Stored records:
•••

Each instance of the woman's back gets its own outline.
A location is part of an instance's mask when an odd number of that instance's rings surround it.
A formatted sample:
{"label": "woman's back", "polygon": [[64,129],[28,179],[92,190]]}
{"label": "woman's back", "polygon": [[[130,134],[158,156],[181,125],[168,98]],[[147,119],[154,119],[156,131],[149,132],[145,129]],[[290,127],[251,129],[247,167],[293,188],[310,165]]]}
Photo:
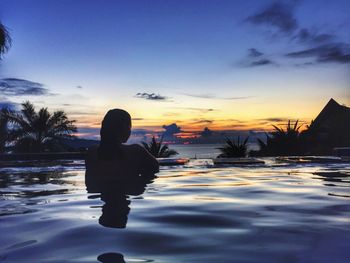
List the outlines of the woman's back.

•••

EXERCISE BRIEF: Omit every picture, then repeat the remaining data exactly as it appears above.

ANSWER BELOW:
Each instance of the woman's back gets its own outline.
A location is part of an instance's mask when an odd number of that instance's rings surround it.
A formatted sample:
{"label": "woman's back", "polygon": [[64,129],[28,179],[92,190]]}
{"label": "woman's back", "polygon": [[[130,134],[158,156],[181,125],[168,98]],[[147,119],[154,119],[156,131],[149,132],[145,129]],[[290,127],[251,129],[247,167],[293,188],[310,165]]]}
Photo:
List the outlines of the woman's back.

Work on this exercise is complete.